По дороге к Риге предстояло взять несколько крепостей, прикрывающих город. 18 июля передовым полком С. Л. Стрешнева был осажден Динабург. От перебежчиков удалось узнать, что гарнизон составляет не более четырехсот человек, «а хлеба де и пороху много». 31 июля Динабург пал. Довольный Стрешнев прислал сеунч: «А взяли его твои, великий государь, ратные люди взятьем своим дородством, за твою к себе великого государя милость» [287] . Алексей Михайлович, по своему обыкновению, тут же взялся за перо — порадовать известием о победе родных: «…А на приступе было 3400 человек, а убито и ранено немного». Короткое письмецо заканчивалось любопытной припиской: «Писан в нашем городе преже имянованном Диноборге, а ныне нареченном Борисоглебове городе, августа в 3 день».

**Условия задания**.
[1] Под каким новым названием Динабург упомянут в приписке к письму Алексея Михайловича в рассказе об осаде Динабурга?
[2] Подхватите рассказ об осаде Динабурга и продолжите его после последнего предложения.

[Записанные данные]
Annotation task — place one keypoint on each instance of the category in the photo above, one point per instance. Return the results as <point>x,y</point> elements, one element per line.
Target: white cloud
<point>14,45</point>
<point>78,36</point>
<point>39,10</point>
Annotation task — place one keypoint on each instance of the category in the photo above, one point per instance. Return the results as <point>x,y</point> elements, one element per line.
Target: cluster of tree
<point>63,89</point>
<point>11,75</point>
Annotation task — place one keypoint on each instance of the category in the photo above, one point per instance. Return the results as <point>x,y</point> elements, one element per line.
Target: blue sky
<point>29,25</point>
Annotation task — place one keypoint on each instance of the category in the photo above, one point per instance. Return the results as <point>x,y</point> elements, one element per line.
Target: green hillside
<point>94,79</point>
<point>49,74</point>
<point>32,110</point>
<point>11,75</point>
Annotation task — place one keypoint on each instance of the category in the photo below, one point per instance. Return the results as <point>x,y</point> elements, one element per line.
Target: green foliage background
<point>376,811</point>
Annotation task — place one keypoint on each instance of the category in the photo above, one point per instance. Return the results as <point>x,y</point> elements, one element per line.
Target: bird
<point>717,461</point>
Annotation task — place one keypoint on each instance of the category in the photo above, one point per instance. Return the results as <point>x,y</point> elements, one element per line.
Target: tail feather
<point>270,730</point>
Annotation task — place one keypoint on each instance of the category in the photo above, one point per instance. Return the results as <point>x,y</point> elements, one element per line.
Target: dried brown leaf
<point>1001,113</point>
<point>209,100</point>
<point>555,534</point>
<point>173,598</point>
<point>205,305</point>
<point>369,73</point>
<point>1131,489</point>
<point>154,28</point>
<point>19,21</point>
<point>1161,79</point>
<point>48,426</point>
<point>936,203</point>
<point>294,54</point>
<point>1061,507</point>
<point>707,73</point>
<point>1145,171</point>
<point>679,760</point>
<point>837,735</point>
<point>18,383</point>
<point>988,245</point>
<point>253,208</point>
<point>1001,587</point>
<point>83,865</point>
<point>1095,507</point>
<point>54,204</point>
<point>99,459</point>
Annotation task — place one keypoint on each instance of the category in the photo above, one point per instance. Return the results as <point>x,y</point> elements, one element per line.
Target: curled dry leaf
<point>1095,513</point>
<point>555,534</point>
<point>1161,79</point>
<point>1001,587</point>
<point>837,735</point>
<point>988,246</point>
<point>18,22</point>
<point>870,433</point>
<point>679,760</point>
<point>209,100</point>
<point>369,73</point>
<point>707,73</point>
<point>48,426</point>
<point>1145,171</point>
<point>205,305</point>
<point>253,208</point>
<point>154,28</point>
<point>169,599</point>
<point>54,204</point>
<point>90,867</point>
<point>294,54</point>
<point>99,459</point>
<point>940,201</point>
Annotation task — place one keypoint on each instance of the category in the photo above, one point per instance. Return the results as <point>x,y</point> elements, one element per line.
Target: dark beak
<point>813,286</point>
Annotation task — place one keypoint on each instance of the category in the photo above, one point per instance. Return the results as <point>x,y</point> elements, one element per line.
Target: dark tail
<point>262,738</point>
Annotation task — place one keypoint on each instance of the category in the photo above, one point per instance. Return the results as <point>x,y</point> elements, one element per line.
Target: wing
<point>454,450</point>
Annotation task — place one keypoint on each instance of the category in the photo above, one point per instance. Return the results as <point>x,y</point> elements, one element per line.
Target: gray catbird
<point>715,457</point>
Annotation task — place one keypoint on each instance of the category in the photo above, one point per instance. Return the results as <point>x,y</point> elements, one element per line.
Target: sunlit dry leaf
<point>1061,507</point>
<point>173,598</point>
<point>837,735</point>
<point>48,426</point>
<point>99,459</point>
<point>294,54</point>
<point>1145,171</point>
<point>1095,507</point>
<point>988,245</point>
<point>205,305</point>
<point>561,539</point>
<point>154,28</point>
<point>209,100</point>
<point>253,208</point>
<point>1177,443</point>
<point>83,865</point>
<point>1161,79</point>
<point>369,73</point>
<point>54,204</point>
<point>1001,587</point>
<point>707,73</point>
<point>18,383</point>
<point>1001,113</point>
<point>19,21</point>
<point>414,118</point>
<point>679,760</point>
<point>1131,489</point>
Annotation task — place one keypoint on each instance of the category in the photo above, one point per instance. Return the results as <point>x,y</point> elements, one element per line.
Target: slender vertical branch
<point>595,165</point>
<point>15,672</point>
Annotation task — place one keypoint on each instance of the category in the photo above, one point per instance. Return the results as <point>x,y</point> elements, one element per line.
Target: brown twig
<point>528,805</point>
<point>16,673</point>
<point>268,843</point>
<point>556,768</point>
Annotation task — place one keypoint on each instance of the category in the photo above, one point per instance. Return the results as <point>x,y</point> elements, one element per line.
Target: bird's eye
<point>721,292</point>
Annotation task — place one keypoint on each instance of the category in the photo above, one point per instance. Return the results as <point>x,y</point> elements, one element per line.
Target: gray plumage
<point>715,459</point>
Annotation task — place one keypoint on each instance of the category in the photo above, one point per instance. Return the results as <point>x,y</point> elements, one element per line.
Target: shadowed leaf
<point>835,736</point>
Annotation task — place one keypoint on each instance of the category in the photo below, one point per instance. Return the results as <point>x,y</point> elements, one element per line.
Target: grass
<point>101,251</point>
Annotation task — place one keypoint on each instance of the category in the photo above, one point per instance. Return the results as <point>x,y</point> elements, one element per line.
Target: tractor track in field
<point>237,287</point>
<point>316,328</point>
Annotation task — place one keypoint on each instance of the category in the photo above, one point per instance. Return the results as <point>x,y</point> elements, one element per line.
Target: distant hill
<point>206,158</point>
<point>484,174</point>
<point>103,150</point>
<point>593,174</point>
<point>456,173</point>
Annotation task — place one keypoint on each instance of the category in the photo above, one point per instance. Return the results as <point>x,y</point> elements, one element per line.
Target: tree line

**Результаты упражнения**.
[1] Борисоглебов город.

[2]
287
ДАИ. Т. IV. № 28, VIII.
Интересно, сколько по меркам Алексея Михайловича значила цифра «убито и ранено немного»? По официальным данным, на приступах тяжело было ранено 167 человек, легко — 84. Итого — 251 [288] .
Победы обрадовали Алексея Михайловича. Между тем, если вдуматься, для радости не было особого повода. Первые успехи пришли на исходе лета, в канун переменчивой дождливой осени. При этом с небольшим Динабургом провозились почти две недели. Сколько же времени надо было потратить на Ригу? И было ли оно, это время? Не случайно со следующей крепостью, Кокенгаузеном (Кукейнос) решено было поспешить. Сначала — на привычный лад, «сговаривая» и «обнадеживая» жителей «государьскою милостью». Но «осадные сидельцы… отказали и на сговор не вышли» [289] .
288
Материалы для истории медицины в России. СПб., 1884. Вып. 3. № 777.
289
ДАИ. Т. IV. № 28, XI.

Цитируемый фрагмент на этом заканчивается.